**TASK REQUIREMENTS**. Reproduce exactly, with no other output, every line of the data below from the line containing "Pick-planner input: for every instance of the turquoise" to the end, inclusive.

Position annotation records
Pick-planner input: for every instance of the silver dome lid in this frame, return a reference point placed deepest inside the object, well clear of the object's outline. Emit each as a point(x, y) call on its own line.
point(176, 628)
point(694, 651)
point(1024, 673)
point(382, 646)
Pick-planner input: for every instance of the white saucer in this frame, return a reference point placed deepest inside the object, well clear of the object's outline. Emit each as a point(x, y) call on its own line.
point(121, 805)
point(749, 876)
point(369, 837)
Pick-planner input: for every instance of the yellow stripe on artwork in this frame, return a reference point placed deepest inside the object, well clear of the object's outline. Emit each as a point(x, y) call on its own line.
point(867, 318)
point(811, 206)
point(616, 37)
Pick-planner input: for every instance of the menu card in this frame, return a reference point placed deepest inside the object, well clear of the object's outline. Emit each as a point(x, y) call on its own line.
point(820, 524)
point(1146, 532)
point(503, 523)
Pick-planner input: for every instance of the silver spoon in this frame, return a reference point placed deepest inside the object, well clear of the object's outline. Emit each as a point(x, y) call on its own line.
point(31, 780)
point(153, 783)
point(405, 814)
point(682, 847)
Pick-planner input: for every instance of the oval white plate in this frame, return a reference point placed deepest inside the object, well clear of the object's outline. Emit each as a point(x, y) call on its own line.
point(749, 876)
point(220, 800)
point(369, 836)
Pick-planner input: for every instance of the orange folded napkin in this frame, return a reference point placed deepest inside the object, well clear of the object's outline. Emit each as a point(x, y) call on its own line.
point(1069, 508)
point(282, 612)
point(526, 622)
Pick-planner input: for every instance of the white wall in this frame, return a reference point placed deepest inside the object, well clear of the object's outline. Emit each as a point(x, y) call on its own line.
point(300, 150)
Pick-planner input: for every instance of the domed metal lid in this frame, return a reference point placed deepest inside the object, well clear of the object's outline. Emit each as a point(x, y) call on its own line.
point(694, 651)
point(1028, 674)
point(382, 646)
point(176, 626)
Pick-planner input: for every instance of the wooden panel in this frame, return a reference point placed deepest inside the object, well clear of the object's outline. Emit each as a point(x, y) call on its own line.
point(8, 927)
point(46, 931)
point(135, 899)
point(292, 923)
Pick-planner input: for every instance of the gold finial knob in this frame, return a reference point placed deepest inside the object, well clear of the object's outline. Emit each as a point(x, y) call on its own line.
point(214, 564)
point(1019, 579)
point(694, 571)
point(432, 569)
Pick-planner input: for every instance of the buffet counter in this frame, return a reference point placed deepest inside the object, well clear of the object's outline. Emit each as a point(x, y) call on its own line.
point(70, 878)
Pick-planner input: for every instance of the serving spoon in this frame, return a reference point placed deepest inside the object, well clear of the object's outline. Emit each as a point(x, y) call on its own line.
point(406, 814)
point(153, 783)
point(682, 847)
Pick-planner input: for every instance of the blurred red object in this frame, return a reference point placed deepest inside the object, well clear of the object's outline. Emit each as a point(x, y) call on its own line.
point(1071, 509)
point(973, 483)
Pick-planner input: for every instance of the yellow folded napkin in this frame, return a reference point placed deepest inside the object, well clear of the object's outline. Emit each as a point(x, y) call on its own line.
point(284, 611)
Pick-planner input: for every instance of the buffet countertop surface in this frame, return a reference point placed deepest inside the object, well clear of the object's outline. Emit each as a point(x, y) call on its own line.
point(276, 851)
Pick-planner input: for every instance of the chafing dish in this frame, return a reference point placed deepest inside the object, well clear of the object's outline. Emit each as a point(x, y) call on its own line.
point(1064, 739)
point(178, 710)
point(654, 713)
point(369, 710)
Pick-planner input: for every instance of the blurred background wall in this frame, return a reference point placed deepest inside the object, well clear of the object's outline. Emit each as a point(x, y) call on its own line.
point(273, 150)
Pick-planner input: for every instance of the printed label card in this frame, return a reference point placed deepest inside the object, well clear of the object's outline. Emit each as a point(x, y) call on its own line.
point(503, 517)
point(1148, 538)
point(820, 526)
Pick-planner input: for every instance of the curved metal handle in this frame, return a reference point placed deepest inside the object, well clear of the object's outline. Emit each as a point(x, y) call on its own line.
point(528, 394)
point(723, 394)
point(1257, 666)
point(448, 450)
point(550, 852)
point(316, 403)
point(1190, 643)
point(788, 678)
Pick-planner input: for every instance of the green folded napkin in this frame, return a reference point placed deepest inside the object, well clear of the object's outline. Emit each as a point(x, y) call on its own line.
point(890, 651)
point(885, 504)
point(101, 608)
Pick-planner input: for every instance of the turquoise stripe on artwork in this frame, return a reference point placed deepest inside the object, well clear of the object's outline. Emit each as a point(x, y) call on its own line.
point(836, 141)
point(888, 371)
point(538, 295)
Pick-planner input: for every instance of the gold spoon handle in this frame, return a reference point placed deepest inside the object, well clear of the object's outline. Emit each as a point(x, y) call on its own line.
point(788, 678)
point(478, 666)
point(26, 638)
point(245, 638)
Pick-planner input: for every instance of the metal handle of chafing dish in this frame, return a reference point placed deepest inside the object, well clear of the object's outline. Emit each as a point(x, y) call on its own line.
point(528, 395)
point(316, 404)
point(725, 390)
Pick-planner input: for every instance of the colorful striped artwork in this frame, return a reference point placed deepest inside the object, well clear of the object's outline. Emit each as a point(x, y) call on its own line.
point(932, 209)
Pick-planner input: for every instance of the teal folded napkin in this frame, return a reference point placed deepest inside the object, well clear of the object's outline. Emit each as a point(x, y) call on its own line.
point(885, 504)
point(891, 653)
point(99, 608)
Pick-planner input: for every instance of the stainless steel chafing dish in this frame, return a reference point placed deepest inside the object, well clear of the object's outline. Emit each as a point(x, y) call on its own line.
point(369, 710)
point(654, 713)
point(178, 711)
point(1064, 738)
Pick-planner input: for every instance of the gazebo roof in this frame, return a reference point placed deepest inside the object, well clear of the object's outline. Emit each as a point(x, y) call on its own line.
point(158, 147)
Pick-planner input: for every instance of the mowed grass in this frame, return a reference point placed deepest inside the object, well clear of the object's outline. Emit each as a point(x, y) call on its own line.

**COMPLETE OUTPUT**.
Pick-planner input: for every instance of the turquoise stripe on artwork in this frame, return a reference point placed deepest inside the object, well clear of the object's outline. Emit each as a point(x, y) call on its own line.
point(836, 141)
point(888, 371)
point(538, 295)
Pick-planner input: for every instance of the gold spoon handle in this frame, return a reference point placed deepest inside the object, well clear of the object's outline. Emit each as a point(x, y) call on its own line.
point(788, 678)
point(478, 666)
point(26, 638)
point(245, 638)
Pick-planner input: for every instance of the metal handle of chafing dish in this frame, return a reference point placed deepest inside the object, well clear of the object's outline. Emit each as a point(x, y) call on its own line.
point(528, 395)
point(316, 404)
point(725, 390)
Pick-planner input: for every instance of the colorful striped artwork in this frame, return a reference point placed deepest inside the object, well clear of the object's outline. Emit each as a point(x, y) call on its own line.
point(932, 209)
Pick-planner input: for every instance of the teal folded napkin in this frame, return a reference point placed deepest inside the object, well clear of the object's outline. Emit each as a point(x, y) call on its own line.
point(885, 504)
point(891, 653)
point(99, 608)
Pick-planner input: for every instance of the stainless steel chafing dish in this frame, return a reference point placed deepest inside the object, well clear of the object's outline. Emit each as a point(x, y) call on its own line.
point(369, 710)
point(654, 713)
point(178, 711)
point(1064, 738)
Pick-planner input: for every instance of the gazebo roof in this frame, return a reference point placed deepest inside the object, well clear of the object's outline. Emit each as a point(x, y) call on its own line.
point(158, 147)
Pick-planner input: for every instance of the mowed grass in this frame, return a reference point placed deepest inside the object, well clear of the object's outline. Emit each as a point(x, y) call on its own line.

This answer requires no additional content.